» EXERCISE DIRECTIONS: Work out the number of lines in the records that include the word "rhododendron"; reply with that number alone.

» RECORDS FOR THIS TASK:
▶

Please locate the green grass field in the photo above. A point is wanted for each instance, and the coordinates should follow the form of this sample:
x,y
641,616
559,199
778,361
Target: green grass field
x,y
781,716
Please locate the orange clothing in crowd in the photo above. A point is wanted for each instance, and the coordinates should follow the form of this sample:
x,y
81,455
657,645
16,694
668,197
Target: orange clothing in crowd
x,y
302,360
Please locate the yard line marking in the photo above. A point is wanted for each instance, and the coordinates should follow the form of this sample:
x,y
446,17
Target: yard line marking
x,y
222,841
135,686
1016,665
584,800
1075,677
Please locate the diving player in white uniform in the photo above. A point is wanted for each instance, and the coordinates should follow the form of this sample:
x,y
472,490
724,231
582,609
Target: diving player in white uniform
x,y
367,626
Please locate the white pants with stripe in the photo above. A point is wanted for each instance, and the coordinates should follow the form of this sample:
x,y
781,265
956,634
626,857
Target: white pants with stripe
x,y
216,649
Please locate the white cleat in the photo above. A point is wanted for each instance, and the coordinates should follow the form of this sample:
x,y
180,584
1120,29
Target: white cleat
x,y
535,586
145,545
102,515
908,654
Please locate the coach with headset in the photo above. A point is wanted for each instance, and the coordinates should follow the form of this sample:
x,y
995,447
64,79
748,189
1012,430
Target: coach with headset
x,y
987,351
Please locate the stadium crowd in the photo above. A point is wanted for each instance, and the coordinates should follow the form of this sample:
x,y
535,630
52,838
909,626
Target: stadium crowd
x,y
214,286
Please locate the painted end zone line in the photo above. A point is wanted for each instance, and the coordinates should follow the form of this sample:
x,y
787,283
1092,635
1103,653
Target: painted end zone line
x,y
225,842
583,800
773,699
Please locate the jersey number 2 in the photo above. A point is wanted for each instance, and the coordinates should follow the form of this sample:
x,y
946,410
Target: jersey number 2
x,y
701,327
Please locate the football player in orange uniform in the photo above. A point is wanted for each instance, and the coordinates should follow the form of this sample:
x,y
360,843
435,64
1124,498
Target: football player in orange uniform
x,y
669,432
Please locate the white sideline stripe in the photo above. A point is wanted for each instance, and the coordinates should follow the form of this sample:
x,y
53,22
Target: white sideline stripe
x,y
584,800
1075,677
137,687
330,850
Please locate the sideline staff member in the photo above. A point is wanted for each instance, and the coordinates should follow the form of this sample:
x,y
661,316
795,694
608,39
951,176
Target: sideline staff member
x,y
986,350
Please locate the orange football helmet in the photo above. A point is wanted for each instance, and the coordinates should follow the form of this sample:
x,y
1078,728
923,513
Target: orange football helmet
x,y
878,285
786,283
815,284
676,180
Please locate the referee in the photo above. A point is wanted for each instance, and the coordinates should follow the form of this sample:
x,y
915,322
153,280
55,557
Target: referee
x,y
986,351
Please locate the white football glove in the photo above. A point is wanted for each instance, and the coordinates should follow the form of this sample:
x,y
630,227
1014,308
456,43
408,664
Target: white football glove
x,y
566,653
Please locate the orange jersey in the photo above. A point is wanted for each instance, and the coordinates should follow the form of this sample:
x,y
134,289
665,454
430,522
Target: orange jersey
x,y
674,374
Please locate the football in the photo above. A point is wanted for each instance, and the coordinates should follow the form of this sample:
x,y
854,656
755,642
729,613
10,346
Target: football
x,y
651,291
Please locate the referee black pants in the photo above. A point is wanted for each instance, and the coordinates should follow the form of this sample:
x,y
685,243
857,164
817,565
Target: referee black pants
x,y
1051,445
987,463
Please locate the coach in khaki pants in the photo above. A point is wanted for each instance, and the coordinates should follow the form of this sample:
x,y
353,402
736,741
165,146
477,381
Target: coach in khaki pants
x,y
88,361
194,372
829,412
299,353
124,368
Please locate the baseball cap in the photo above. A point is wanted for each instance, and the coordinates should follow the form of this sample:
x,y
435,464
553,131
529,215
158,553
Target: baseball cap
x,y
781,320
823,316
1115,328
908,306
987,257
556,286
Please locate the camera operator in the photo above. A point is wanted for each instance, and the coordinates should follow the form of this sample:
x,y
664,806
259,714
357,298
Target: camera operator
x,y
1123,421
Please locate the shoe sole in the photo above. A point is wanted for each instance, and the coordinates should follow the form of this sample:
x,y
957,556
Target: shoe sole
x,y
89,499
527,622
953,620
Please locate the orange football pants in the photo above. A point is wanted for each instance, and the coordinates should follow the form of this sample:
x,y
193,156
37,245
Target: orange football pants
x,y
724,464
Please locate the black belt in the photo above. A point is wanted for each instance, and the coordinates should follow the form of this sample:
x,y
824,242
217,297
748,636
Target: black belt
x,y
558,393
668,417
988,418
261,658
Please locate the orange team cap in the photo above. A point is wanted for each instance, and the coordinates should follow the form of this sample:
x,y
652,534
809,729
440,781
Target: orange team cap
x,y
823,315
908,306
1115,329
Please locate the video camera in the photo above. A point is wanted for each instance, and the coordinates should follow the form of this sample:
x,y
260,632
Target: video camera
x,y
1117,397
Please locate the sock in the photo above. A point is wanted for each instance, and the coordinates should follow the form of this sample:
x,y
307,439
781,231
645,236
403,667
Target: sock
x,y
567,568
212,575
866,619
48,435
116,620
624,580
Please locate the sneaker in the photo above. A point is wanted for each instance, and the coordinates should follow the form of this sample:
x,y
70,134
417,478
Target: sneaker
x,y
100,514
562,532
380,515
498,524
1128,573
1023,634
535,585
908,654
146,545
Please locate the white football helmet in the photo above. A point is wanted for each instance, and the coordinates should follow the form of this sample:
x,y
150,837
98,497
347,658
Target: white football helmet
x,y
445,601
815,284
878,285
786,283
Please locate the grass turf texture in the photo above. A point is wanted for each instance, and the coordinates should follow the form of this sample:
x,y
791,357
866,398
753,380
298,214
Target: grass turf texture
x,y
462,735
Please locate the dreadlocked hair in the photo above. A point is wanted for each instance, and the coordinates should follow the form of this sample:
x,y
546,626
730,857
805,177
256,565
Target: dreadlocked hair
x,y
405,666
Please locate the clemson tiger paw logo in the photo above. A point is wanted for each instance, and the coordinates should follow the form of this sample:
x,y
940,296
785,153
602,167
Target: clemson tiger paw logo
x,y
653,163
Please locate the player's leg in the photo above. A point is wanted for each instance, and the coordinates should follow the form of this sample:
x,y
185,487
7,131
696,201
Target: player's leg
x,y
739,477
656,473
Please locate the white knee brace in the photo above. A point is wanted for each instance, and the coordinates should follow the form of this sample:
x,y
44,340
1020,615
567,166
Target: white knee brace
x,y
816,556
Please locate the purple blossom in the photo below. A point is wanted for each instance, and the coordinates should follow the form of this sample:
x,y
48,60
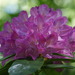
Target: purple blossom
x,y
44,32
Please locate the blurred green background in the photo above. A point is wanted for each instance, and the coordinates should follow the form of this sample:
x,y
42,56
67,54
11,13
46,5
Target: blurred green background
x,y
11,8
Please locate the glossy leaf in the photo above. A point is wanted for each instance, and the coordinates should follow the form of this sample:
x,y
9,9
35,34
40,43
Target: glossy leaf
x,y
59,66
25,67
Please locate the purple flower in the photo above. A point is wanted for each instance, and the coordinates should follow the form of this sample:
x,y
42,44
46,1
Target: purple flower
x,y
44,32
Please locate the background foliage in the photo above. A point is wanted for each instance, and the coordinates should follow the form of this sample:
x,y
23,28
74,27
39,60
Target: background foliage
x,y
11,8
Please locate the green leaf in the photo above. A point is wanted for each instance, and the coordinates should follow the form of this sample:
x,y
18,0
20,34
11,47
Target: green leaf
x,y
59,66
4,69
7,57
25,67
49,72
62,55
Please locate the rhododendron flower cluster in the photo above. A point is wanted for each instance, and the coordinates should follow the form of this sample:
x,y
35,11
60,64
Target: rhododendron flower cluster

◀

» RESPONSE AREA: 2